[Records contained in a dataset]
== == ==
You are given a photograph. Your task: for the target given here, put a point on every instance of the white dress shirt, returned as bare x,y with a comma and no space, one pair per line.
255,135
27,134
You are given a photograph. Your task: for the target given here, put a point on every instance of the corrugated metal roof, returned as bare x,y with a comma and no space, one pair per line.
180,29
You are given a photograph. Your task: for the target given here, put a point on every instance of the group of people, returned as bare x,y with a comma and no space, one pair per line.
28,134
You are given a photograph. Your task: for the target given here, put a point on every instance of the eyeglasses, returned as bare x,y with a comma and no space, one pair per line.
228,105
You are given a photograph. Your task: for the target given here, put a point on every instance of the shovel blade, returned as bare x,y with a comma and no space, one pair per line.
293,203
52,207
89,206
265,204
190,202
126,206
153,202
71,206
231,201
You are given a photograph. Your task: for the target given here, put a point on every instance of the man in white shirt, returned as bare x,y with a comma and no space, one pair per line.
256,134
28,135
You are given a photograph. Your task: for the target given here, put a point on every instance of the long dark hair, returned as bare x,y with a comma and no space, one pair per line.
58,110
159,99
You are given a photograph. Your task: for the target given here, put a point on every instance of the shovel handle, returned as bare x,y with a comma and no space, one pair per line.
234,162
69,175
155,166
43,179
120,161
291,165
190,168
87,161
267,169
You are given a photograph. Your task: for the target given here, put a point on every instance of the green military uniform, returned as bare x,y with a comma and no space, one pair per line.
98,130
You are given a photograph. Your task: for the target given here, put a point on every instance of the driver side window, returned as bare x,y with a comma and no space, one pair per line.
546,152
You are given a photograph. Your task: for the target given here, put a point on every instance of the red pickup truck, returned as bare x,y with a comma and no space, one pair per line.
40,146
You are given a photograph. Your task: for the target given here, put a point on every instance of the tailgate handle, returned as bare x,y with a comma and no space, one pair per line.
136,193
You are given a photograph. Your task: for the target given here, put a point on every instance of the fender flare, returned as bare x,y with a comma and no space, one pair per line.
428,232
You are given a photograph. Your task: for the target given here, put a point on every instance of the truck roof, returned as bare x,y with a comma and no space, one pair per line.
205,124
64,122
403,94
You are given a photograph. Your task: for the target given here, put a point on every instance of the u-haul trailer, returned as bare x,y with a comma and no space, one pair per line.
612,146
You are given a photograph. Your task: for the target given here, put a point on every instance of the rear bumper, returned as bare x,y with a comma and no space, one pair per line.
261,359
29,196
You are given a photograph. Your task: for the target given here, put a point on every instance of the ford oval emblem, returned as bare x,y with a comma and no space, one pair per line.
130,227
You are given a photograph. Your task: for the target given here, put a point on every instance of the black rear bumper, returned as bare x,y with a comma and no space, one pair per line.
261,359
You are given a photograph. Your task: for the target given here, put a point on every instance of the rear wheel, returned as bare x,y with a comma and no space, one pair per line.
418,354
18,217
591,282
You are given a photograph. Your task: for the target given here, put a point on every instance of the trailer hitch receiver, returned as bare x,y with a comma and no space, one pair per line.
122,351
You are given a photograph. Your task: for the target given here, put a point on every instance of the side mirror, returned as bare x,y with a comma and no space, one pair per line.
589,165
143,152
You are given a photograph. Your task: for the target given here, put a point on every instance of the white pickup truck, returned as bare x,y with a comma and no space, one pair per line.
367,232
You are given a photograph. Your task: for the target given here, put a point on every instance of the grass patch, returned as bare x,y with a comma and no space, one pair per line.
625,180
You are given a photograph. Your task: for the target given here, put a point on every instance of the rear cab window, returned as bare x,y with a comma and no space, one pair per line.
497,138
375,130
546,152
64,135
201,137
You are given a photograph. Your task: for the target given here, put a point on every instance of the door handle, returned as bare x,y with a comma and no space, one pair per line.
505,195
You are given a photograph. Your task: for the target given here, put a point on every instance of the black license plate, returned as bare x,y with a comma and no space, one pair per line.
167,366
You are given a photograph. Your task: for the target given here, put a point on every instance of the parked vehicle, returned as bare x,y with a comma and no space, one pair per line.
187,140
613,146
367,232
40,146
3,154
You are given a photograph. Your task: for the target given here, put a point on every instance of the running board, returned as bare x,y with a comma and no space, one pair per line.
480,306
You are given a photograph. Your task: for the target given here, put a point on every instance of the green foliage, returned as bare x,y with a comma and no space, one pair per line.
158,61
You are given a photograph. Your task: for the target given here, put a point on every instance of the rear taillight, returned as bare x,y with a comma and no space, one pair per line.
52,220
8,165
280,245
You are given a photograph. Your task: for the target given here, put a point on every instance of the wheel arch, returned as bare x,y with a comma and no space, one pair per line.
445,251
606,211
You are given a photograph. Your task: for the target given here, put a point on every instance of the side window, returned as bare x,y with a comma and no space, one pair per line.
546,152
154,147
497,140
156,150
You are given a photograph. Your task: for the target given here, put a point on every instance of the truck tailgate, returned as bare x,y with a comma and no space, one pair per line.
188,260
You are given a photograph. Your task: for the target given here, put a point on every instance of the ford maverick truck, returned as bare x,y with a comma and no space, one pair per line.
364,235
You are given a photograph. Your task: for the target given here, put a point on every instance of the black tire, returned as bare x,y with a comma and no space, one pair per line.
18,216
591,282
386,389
== == ==
■ TO DO ■
The entries above must be copied verbatim. Leave none out.

■ SOLUTION ■
You are given a photograph. Your task: for the target given here, put a point on every instance of the white dress shirt, returned as bare x,y with a comma and no space, one pair per line.
255,135
27,134
You are given a photograph. Your task: for the target given here, put a point on every instance of the corrugated metal roof, returned as bare x,y with a comma and no space, one pair per line.
180,29
You are given a photograph. Your task: for the target given here, put a point on every instance of the group of people, returned as bare x,y with a comma and no space, one pair per line.
28,134
You are given a photograph. Your task: for the target given here, put a point on every instance of the eyeglasses, returned as bare x,y with a comma and no space, one pair per line.
228,105
You are given a photograph. Your task: for the target given here, put a point on every instance of the shovel blade, returned as bare x,y with a comma and no space, one pair per line.
293,203
52,207
89,206
265,204
190,202
126,206
153,202
71,206
231,201
You are given a photograph. Your task: for the target given here, put a point on every instance of the man in white shirt, returned as bare x,y with a comma and no space, one pair per line.
256,134
28,135
You are given a photograph. Your task: for the target given here, put a point on every instance of the long dark hair, returned as bare x,y with a comma and no space, one pair per line.
58,110
159,99
You are given a photograph. Your task: for the target given here, put a point on every instance of the shovel handle, returned as bare x,y with a comma and no space, one pair per line.
234,162
69,175
155,166
43,179
120,161
291,165
190,168
87,161
267,169
You are given a photograph. Your task: for the target given here, put a point on every instance of the green military uniform, returned as bare x,y with a comma and no space, one pair per line.
98,130
You are given a photograph. Your task: for the target given here, put a point on every instance of the driver side window, returned as bare x,y with a comma and no space, one pair per line.
546,152
You are given a photograph. Your task: for the target given here, put a point on every instance of the red pickup truck, returned as bare x,y with a comma and no space, one pair per line.
40,146
You are given a photograph. Your task: for the target given here, put a point on every instance of the tailgate handle, returned as bare x,y with a comma and no space, one pair per line.
136,193
You are given a photograph. Your task: for the target given here, put a point on every instance of the fender flare, returned as bare x,y with a comma and no space, one pair per line.
428,232
You are given a photograph. Your task: for the target given here, put a point on every instance of the truck roof, returned as bare x,y with a comma and no space, one pair per line.
205,124
64,122
403,94
You are given a photograph. Your task: for the target given here, put a point on every instance of the u-haul trailer, returned as bare x,y with a comma and no space, one pair per line.
612,146
You are given a photograph. Your task: for the target given here, put a point on every instance of the rear bumper, returned as bare x,y with a comma and no space, one pair per line.
261,359
29,196
You are given a photograph. Your task: for the target given here, put a point on every instance of the ford oval emblem, returned as bare x,y with a comma and no space, one pair per line.
130,227
You are given a photograph. Your task: for the target given here, put a point on every instance of the black rear bumper, returned as bare x,y with a comma and no space, one pair per line.
261,359
You are given a photograph. Your task: for the target given here, put a point on every instance of the rear wheel, returned as bare x,y with a comma and no space, one pair per line.
418,354
18,217
591,282
You are given a photograph. Your task: for the target given here, put a point on every instance of the trailer hitch receiver, returned as bare x,y with a comma and no space, one pair per line.
122,351
You are given a photograph. Your task: for the target given here, put a point on every instance of the side mirror, returned as bare x,y with a comma and no space, one pair per line.
589,165
143,152
You are given a photograph. Your task: for the target given here, put a point on every instance of the white pickup truck, returned as bare x,y with a comma and no space, one pair per line.
367,232
You are given a photograph. Your task: for the target given here, put a point on every instance of the grass patch, returned as bare x,y with a comma and no space, one pair per line.
625,180
You are given a photograph. Your task: for the target given here, put a point on every instance of the rear cab window, returned as bare x,y with a comma and no space, one pair per line.
497,138
375,130
546,152
64,135
201,137
You are given a photograph. Your task: for the target given here, put a point on every instance of the door handle, returned as bare x,y with a comma and no space, one pair per line.
505,195
You are given a photograph. Your task: for the target given here, put a point on every instance of the black license plate, returned as bare x,y with a comma and no space, one pair per line.
167,366
You are given a photograph. Your task: for the target given here, put a point on every instance of the parked vehicle, returned as bare x,y with a comma and no space, one pair per line.
187,140
613,146
367,232
40,146
3,154
You are given a photograph. Your task: for the target given here, put a point on every instance of the running board, returned as bare x,y with a comma and no space, one pair per line.
480,306
You are given a photograph. Your task: for the target given here, put a point on every instance of the green foliage, returned as bare x,y with a comma and no space, one pair per line.
158,61
You are given a photograph. Your task: for the target given here, put a point on every instance of the rear taillight, returned as bare x,y with a comma and no space, one pair per line.
52,220
8,165
280,245
You are given a photograph. Your task: for the target given here, put a point on every instance of the wheel arch, returned as bare x,y with a comma and no space, one pair per line.
445,251
606,211
You are given a photograph. Your task: for the target given here, put a point on every instance of the side window, returned as bare x,y with a comma and no space, one pair per line.
546,152
154,147
497,140
156,150
You are given a photograph. Your task: for the target given here, put a point on every instance of the truck tailgate, returned as bare x,y with a comma and no space, one pair per line.
188,260
You are given a photograph. Your task: for the target given here, put a point on every instance of the ford maverick truck, returned as bare x,y with a comma and no space, one pair per line.
364,235
You are given a photograph. Your task: for the target given here, put a point on every instance of the black tire, returned as bare x,y with a comma and no space, one pair per line.
18,216
591,282
386,389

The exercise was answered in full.